Tasks to carry out
1/ In the passage about Cid, copy the part starting at "That evening, the" and ending at "rose once more.", swapping "giggled" for "laughed".
2/ In the passage about Cid, what did the nurses bring in that evening?

Provided passage

The doctor left the room unnoticed by Cid or myself. All we could see was each other. I stared into his brown eyes and felt my world giving way – dissolving down a long dark hole. I can only imagine what he felt.
He held out his arms and I let out a cry and fell into them, feeling them wrap around me and holding me close. I listened to his harsh breathing and tried to pull away to give him the space to breathe, but he wouldn’t let me.
“No. Stay here Aims, while I can still hold you.”
And I did.
He shuffled over on his hospital bed and I crawled up beside him and nestled in the crook of his arm and we held each other without speaking. My tears soaked his hospital gown but he didn’t care and neither did I. I could feel a strange numbness setting in and I tried to fight it because I wanted to feel every single moment I had left with this man. The numbness was stronger than my wishes and it took over – trying to spare me the agony of what might be coming.
Cid’s uncle arrived and was given the news. He held Cid’s hand quietly for a time and then informed us that he was going for Cid’s mother. This was something Cid had been trying to avoid, but he knew he had no choice in the matter. I could see he had accepted what the doctor had said when he gave a tired nod to his uncle’s plan. When we were alone again he shook his head and said,
“Now the dramatics begin.”
When the nurses came in to give Cid some Ventolin in a nebulizer, I slipped out and made two phone calls. My first phone call was to my mother to let her know what had happened. Leaning against the wall I closed my eyes and listened to the prayer she gave for both Cid and I. Then I listened as she told me to be strong for Cid and not to be thinking about myself. I knew that she was going to tell me this, but I straightened up and stood tall as she spoke the words.
My next phone call was to D. It was one I wanted to avoid but so desperately needed as well. I didn’t want to tell him that someone he considered to be a good friend had taken a turn for the worse. I didn’t want to tell him that Cid’s days were dwindling down quickly. What I did tell him was that I was staying as long as Cid needed me. I also told him that if Cid wanted to get married, I would marry him. I wanted Cid to have some happiness in this lifetime, however short it might be. D and I cried together, long and hard.
After that conversation I walked the halls and found a washroom so I could rinse my face and try to hide the evidence of my crying before I went back in to Cid. I didn’t want to be a burden to him when he needed all his strength.
That evening, the nurses brought in a small bed and we shoved the two together and pulled the curtains. Cid and I giggled and whispered together as if we were alone in the world and nothing mattered. As the night hours lengthened we eventually fell asleep holding on to each other, my head tucked underneath his chin and the world a million miles away.
In the morning they came and gave Cid his Ventolin again and told us that they were taking him in an hour for treatment over at the cancer clinic. We looked at each other and our hopes rose once more.

Records taken from a dataset:
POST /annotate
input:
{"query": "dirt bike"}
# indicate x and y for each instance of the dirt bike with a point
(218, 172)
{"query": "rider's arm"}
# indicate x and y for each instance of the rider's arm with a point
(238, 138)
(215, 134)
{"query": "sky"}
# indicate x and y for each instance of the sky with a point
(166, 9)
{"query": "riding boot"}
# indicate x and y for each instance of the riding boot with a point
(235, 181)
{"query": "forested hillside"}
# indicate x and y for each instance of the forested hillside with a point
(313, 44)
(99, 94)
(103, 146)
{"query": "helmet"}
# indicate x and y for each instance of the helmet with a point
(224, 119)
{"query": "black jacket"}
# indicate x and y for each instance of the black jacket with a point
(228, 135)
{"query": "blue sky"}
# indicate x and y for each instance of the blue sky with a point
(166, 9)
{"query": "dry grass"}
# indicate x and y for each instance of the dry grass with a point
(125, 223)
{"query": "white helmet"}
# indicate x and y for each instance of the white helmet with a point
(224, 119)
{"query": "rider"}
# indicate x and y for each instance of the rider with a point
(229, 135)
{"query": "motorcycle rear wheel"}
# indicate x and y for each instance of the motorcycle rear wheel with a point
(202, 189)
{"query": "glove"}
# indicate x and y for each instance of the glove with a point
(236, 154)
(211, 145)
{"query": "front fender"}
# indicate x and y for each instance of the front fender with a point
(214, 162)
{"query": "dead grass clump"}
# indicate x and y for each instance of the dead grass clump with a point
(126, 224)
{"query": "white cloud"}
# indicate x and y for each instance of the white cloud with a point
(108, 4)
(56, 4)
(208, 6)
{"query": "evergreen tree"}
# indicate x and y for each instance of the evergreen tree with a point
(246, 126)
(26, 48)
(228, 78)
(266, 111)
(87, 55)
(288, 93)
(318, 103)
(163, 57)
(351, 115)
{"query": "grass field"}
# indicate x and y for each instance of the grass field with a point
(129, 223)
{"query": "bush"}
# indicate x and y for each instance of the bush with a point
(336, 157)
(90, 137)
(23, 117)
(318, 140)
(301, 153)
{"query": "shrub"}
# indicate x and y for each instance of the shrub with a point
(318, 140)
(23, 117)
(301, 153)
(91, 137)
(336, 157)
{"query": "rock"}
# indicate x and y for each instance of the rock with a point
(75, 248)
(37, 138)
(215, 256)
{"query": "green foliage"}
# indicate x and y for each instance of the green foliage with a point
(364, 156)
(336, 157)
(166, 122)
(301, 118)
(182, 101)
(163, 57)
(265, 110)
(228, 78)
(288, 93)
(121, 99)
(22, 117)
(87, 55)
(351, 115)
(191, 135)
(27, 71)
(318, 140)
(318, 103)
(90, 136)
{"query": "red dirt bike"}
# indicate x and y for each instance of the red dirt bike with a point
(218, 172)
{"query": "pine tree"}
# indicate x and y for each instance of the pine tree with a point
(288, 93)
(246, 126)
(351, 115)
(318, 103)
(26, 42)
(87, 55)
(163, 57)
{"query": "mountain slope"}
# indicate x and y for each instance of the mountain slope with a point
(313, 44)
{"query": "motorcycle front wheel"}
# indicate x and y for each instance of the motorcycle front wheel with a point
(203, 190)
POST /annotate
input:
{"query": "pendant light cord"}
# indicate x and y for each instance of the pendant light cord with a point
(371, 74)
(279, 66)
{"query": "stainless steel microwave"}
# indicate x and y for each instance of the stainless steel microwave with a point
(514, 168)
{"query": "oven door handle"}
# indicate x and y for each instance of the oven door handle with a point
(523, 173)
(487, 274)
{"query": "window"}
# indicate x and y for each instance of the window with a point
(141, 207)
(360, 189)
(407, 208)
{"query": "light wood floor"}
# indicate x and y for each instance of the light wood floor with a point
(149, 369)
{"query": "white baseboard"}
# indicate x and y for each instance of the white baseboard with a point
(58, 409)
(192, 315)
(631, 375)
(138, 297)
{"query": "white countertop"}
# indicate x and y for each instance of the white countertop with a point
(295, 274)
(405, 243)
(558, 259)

Responses per task
1/
That evening, the nurses brought in a small bed and we shoved the two together and pulled the curtains. Cid and I laughed and whispered together as if we were alone in the world and nothing mattered. As the night hours lengthened we eventually fell asleep holding on to each other, my head tucked underneath his chin and the world a million miles away.
In the morning they came and gave Cid his Ventolin again and told us that they were taking him in an hour for treatment over at the cancer clinic. We looked at each other and our hopes rose once more.

2/ A small bed.